====== Provided text ======
Then, using gitx (or your favorite diffing tool), examine all of the differences carefully. Typically you will want to accept any files you haven’t customized, but in general you should accept the files:
- ‘deploy-xxxx’, like “deploy-passenger.rb”. That’s an updated recipe, you need it.
- anything under role => again, that’s part of the new recipe, you need it
However, it gets trickier in the .yml files, because you need to watch out for new options that have appeared, initializing them with appropriate defaults, while making sure that you preserve your application-specific values.
deploy.rb is another file to carefully hand merge any custom steps you might have with the new code.
You should also double check that there aren’t files that need to be manually deleted since vulcanize doesn’t track if a file has been removed from a recipe.
Rubber switched to using RVM for ruby management in rubber 1.5.0. If you don’t change your rubber configuration, things will likely still work for you, but it’s not recommended and results may vary. NB: This will not affect running instances; it is only important for newly created instances.
In order to set up RVM for your project you must revulcanize the base module via either:
./script/generate vulcanize base
Or
vulcanize base
Once you revulcanize, you can configure the Ruby you use by modifying the config/rubber/rubber-rvm.yml file. If you were previously using Ruby Enterprise Edition (REE), note that the use_enterprise_ruby setting is no longer honored and you should configure REE in the rubber-rvm.yml file.
Rubber switched to using fog as the basis for all cloud operations. This means fewer dependencies for the project as fog is rather comprehensive and almost wholly contained. If you’re already using fog for your project, you’ll need to make sure the version you’re using matches what rubber requires.
====== Given entries ======
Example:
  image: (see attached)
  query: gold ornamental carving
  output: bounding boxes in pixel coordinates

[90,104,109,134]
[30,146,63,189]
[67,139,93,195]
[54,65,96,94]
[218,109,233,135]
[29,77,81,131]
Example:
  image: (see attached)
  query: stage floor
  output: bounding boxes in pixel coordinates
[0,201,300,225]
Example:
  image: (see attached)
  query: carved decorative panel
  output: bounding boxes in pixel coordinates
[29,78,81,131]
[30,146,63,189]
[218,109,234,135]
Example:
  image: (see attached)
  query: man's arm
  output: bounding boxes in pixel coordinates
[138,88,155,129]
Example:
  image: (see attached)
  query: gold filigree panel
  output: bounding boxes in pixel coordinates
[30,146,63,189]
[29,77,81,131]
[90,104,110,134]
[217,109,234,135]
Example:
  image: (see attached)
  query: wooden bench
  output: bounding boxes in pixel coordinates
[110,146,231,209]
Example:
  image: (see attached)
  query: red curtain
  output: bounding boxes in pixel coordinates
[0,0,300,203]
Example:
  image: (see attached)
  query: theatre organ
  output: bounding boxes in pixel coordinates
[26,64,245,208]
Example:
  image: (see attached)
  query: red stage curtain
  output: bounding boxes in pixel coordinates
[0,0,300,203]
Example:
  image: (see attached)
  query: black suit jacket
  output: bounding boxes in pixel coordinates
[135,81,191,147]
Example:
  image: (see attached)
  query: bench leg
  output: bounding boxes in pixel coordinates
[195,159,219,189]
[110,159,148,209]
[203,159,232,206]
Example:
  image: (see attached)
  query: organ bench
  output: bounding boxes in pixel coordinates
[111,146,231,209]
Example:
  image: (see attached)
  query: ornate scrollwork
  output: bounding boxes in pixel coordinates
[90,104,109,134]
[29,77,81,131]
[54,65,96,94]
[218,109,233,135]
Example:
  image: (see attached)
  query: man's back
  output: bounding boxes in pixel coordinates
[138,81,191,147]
======
Retype the passage of the Rubber upgrade notes above, from "deploy.rb is another" up to and including "from a recipe.".

deploy.rb is another file to carefully hand merge any custom steps you might have with the new code.
You should also double check that there aren’t files that need to be manually deleted since vulcanize doesn’t track if a file has been removed from a recipe.